Vos tâches =>
A. Selon la notice sur Victor Spielmann, à quel prix furent mis la maison et les lots saisis en 1897 ?
B. Dites si chacune de ces affirmations concorde avec la notice sur Victor Spielmann, en citant les mots décisifs : (i) Victor Spielmann est né à Alger ; (ii) son père était cordonnier ; (iii) en 1907, il était secrétaire du syndicat d’initiative de Bordj Bou Arreridj.

Extrait choisi =>
SPIELMANN Victor

Par René Gallissot

Né le 10 novembre 1866 à Bergheim (Haut-Rhin), mort le 12 janvier 1943 à Alger ; agriculteur, commerçant puis journaliste et éditeur en Algérie ; militant anti-colon, puis communiste.

Fils d’un cordonnier de Bergheim, Victor Spielmann serait arrivé en Algérie en 1871 avec des exilés alsaciens. Sa famille s’installa à Bordj Bou Arreridj, gros bourg en bordure de la Kabylie et des hautes plaines de Sétif. Il se déclara lui-même par la suite « colon ruiné, fils de colon ruiné ». Il se peut que sa famille, ou lui-même, comme beaucoup d’autres, ait échoué dans une tentative d’établissement colonial. Le Progrès de Sétif du 7 février 1897 publia une annonce légale concernant une saisie immobilière contre Victor Spielmann ; il s’agissait d’une maison, d’un lot de jardin et d’un lot rural, le tout mis à prix à 4 000 F.

Victor Spielmann aurait ensuite mieux réussi comme commerçant en alimentation. La police notait qu’il exerça le métier de cordonnier puis se lança dans la représentation commerciale. En 1907, il était également secrétaire du syndicat d’initiative de Bordj Bou Arreridj.

Entrées =>
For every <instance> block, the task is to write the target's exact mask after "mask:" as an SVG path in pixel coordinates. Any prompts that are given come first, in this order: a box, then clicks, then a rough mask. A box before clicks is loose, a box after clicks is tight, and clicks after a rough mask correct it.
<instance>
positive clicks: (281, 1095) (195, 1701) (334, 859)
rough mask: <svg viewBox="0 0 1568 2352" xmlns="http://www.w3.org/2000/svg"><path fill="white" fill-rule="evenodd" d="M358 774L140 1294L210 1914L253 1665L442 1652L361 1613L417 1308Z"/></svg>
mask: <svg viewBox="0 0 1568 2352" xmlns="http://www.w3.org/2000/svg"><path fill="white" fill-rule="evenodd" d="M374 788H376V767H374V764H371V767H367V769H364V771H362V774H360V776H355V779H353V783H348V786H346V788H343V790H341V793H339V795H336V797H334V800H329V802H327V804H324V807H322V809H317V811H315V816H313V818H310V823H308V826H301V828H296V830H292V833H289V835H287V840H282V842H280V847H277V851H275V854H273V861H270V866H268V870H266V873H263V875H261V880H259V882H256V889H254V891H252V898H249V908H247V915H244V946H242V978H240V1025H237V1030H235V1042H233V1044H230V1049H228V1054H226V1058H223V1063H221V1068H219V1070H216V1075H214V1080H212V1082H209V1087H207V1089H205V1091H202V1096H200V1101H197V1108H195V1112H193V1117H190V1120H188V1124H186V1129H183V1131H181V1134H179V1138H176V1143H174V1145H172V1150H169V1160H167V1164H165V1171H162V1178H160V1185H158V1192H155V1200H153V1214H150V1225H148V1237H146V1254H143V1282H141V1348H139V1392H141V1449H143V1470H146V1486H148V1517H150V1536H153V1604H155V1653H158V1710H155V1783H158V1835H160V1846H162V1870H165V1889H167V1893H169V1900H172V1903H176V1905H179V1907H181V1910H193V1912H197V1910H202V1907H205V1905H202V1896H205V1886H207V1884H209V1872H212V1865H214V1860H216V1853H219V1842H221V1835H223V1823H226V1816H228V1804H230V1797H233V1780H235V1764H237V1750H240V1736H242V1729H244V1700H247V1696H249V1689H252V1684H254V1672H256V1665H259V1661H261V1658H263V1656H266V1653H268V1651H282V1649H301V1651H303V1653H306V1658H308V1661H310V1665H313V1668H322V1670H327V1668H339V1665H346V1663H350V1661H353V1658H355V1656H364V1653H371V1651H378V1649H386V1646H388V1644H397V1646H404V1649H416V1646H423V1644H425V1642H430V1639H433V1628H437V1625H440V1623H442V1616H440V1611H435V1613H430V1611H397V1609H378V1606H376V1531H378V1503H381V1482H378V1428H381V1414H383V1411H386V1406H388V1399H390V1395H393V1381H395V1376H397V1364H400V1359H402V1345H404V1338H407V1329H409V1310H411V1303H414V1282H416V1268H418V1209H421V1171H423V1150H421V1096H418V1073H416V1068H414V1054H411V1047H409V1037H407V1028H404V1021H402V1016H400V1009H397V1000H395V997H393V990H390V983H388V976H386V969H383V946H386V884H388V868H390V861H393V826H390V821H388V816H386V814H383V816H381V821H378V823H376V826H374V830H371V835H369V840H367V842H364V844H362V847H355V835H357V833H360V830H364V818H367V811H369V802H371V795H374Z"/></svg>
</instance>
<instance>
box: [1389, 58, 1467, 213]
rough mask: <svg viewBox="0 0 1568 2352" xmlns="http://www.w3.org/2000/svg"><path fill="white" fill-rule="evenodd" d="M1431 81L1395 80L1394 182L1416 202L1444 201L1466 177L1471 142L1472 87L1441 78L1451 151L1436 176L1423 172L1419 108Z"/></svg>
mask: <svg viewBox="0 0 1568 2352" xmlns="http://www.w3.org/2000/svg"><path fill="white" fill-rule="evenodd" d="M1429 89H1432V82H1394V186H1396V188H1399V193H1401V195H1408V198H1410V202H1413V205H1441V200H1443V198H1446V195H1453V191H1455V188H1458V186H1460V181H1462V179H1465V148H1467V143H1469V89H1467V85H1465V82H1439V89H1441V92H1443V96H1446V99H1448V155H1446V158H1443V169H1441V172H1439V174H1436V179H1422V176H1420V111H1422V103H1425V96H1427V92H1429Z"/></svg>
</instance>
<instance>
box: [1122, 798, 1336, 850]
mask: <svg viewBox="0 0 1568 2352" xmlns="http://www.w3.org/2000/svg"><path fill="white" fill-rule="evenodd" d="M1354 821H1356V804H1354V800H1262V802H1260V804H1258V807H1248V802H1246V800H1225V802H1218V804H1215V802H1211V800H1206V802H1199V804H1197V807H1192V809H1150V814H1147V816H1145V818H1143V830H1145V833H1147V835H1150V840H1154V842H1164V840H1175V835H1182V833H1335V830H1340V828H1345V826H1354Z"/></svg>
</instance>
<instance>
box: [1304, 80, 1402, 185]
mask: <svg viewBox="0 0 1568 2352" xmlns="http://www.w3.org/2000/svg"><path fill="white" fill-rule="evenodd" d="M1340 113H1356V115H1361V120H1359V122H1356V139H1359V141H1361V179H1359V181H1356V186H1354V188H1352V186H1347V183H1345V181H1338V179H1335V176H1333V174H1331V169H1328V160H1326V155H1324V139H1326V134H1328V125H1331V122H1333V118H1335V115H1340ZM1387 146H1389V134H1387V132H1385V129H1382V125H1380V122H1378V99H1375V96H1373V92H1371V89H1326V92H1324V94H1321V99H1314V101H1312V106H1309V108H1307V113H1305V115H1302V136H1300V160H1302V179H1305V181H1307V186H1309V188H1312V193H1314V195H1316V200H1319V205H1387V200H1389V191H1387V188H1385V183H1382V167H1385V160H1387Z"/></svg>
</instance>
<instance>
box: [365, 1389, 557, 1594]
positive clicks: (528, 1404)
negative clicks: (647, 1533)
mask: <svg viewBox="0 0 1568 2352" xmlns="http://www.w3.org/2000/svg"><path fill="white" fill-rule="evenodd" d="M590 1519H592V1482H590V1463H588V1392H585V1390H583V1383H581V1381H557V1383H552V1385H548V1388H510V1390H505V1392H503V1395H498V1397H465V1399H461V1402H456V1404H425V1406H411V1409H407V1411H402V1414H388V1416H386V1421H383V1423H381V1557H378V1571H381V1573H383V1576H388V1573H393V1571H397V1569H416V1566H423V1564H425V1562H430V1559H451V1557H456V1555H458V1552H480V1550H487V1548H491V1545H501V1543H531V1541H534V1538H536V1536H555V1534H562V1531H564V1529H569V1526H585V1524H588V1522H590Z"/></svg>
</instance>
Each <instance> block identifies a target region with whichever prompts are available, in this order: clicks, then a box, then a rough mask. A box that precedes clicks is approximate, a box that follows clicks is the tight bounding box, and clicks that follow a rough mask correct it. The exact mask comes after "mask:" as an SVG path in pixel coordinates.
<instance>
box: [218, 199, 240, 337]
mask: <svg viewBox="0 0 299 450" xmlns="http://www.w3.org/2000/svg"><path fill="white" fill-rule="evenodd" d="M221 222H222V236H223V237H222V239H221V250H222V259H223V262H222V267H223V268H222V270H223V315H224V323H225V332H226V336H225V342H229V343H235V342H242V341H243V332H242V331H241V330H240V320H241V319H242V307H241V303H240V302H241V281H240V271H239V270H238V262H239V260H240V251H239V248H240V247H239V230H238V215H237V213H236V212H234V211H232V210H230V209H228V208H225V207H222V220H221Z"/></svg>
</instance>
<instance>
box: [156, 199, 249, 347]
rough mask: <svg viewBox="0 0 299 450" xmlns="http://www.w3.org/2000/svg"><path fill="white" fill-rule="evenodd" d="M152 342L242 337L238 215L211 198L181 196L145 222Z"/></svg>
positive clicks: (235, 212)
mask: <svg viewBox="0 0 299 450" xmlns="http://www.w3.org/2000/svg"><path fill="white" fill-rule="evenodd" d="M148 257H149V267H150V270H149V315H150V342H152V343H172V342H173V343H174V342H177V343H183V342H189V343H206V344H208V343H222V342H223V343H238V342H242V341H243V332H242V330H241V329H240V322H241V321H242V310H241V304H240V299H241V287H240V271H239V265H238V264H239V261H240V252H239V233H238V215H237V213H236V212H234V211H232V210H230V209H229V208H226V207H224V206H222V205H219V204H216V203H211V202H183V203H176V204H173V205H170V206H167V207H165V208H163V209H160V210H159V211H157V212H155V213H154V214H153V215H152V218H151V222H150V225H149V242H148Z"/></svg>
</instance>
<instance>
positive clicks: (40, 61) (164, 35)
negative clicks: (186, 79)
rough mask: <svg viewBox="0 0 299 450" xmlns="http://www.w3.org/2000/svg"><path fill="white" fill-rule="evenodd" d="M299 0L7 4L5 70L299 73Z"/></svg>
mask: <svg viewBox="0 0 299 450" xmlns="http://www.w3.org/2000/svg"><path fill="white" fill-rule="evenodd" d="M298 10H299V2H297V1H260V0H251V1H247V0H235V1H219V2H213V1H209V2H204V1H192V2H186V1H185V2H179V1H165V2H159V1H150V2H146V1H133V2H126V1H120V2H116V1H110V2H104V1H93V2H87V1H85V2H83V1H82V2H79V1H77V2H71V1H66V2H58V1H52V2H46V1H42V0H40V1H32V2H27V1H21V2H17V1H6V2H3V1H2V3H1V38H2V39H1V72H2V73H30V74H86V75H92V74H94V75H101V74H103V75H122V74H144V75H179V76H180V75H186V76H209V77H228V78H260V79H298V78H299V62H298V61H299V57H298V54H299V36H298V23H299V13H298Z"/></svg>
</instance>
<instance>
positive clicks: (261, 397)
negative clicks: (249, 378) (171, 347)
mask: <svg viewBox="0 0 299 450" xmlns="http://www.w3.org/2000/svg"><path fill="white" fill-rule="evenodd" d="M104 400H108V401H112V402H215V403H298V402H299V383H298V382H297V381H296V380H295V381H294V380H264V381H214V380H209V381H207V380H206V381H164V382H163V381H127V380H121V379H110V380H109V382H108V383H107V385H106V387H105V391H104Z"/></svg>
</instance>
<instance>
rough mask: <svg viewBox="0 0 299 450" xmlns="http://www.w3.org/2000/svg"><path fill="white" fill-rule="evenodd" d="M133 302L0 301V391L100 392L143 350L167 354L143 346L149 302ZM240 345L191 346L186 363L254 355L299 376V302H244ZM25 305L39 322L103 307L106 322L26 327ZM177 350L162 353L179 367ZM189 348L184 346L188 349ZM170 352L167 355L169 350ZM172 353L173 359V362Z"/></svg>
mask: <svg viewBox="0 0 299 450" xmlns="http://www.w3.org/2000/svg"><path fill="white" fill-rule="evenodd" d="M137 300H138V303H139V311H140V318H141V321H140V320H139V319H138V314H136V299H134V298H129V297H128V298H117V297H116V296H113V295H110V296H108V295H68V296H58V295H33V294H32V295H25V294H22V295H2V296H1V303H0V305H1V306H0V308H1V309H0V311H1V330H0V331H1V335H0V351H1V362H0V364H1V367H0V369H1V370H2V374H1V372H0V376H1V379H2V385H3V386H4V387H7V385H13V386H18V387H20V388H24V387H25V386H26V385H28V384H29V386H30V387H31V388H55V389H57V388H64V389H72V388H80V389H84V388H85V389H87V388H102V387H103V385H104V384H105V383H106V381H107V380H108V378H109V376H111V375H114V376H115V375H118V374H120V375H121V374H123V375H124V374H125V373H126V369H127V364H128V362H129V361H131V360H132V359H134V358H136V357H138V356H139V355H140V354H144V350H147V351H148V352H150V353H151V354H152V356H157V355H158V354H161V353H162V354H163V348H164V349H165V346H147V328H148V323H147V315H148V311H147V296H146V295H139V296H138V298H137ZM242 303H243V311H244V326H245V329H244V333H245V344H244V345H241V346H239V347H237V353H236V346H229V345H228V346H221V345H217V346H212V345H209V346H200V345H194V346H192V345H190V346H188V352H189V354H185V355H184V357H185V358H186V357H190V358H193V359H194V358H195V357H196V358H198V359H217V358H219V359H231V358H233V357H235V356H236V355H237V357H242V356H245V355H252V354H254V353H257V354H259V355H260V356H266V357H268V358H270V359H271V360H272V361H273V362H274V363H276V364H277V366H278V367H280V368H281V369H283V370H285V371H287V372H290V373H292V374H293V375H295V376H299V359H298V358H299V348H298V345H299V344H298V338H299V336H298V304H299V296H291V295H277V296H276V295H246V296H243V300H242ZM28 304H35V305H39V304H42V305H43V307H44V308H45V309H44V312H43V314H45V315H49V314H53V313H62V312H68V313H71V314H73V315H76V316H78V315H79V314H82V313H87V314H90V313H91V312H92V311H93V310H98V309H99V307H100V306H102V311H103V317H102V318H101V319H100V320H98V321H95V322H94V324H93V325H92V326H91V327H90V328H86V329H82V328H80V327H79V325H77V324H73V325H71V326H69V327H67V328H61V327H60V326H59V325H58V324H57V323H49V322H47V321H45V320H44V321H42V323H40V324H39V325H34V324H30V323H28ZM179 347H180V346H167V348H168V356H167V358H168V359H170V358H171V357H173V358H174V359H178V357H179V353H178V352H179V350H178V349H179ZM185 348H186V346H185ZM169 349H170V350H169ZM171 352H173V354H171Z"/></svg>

Résultats par tâche =>
A. À 4 000 F.

B.
(i) Non : « Né le 10 novembre 1866 à Bergheim (Haut-Rhin) ».
(ii) Oui : « Fils d’un cordonnier de Bergheim ».
(iii) Oui : « En 1907, il était également secrétaire du syndicat d’initiative de Bordj Bou Arreridj ».